Rewrite the rows below as a numbered list, skipping any blank lines and leaving out the pictures.
* * * * * * *
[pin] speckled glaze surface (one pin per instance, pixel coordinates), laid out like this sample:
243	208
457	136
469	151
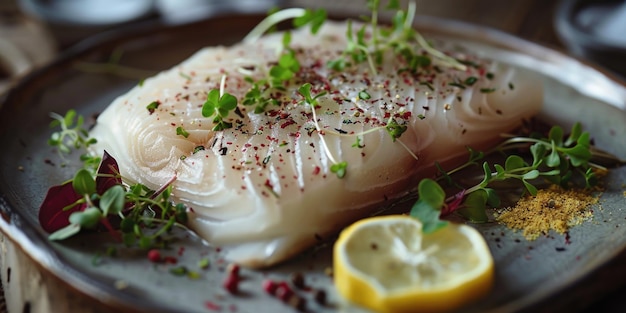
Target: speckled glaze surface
547	274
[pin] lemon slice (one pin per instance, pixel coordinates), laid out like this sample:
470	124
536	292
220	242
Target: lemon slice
387	264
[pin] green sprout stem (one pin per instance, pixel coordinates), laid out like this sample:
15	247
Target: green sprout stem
271	21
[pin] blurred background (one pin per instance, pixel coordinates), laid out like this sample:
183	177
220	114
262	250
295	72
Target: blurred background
34	32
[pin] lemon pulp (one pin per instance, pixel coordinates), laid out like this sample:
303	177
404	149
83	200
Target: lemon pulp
388	265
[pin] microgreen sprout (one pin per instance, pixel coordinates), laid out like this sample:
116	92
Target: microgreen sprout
86	202
399	37
72	136
218	105
300	17
339	168
555	158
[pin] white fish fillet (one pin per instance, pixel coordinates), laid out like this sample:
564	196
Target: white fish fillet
264	189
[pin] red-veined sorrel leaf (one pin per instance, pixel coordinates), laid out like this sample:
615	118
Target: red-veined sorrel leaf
52	217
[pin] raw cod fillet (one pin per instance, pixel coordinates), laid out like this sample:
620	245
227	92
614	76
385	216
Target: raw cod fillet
263	189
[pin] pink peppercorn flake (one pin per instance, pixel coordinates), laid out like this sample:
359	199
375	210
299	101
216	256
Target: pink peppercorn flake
212	306
270	286
231	284
154	255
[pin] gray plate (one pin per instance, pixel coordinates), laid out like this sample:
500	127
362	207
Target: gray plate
542	274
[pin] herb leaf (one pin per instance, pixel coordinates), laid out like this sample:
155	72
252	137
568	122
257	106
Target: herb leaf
427	209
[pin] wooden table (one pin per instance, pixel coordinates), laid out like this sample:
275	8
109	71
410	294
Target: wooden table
28	289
* * * * * * *
Worked answer.
1. [pin] speckled glaze surface (one pin per instance, pixel coordinates), laid out like this sample:
2. 243	208
3. 457	136
4. 469	151
5. Target: speckled glaze surface
6. 547	274
7. [pin] lemon slice (one pin per instance, pixel coordinates), laid out like this sample:
8. 470	124
9. 536	292
10. 220	242
11. Target: lemon slice
12. 387	264
13. [pin] green sprout stem (one pin per instance, pixel coordinates), laid out like this sample:
14. 15	247
15. Target: green sprout stem
16. 271	21
17. [pin] blurred background (one pin per instance, pixel coordinates), laid out like this sample:
18. 183	177
19. 220	114
20. 262	250
21. 295	72
22. Target: blurred background
23. 34	32
24. [pin] lemon pulp (one pin per instance, pixel coordinates), laid out like this sample:
25. 303	177
26. 404	149
27. 83	200
28. Target: lemon pulp
29. 388	265
30. [pin] microgreen sprout (one pin per instance, pixel coordinates), laid out like this sample:
31. 116	92
32. Target: microgreen sprout
33. 86	202
34. 399	37
35. 72	136
36. 218	105
37. 300	17
38. 339	168
39. 555	158
40. [pin] white fish fillet (one pin per instance, pixel coordinates), laid out like this sample:
41. 564	196
42. Target: white fish fillet
43. 264	189
44. [pin] red-veined sorrel leaf (one pin per instance, pixel coordinates), laid out like this sample:
45. 615	118
46. Target: red-veined sorrel leaf
47. 52	217
48. [pin] raw cod fillet (one pin per instance, pixel coordinates), laid out like this sample:
49. 620	245
50. 227	92
51. 614	76
52. 385	216
53. Target: raw cod fillet
54. 263	189
55. [pin] pink peppercorn flake (one pin per instance, pixel coordinates), laid out like this sample:
56. 359	199
57. 375	210
58. 299	101
59. 216	256
60. Target: pink peppercorn flake
61. 212	306
62. 270	286
63. 231	284
64. 154	255
65. [pin] gray plate (one pin per instance, pixel coordinates), laid out like this sample:
66. 500	127
67. 362	207
68. Target: gray plate
69. 542	274
70. [pin] herb leaf (one pin per instance, pixel coordinates), laid out like this sample:
71. 155	72
72. 252	137
73. 568	122
74. 257	106
75. Target: herb leaf
76. 427	209
77. [pin] wooden table (one pin per instance, pixel coordinates), laid out like this sample:
78. 275	8
79. 109	71
80. 410	294
81. Target: wooden table
82. 28	289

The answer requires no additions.